**What is being asked:** Rewrite every line of the entries below, putting "seedling" wherever "young plant" appears and leaving everything else as it is. Omit the pictures from your version.

Dataset entries on where objects appear
========================================================================

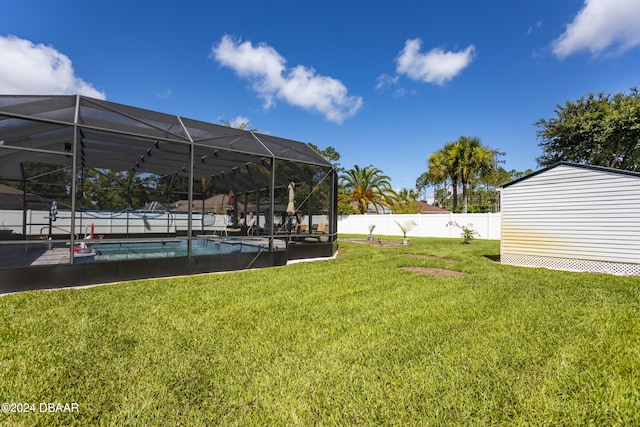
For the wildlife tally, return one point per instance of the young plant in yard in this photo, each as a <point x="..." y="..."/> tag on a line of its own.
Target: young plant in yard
<point x="371" y="228"/>
<point x="405" y="229"/>
<point x="468" y="233"/>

========================================================================

**Solution for this exercise:**
For the wildlife tally, return one point per instance of the seedling in yard in this photo, each as a <point x="..." y="..."/> tag on a line of its own.
Target: seedling in yard
<point x="371" y="228"/>
<point x="405" y="229"/>
<point x="468" y="233"/>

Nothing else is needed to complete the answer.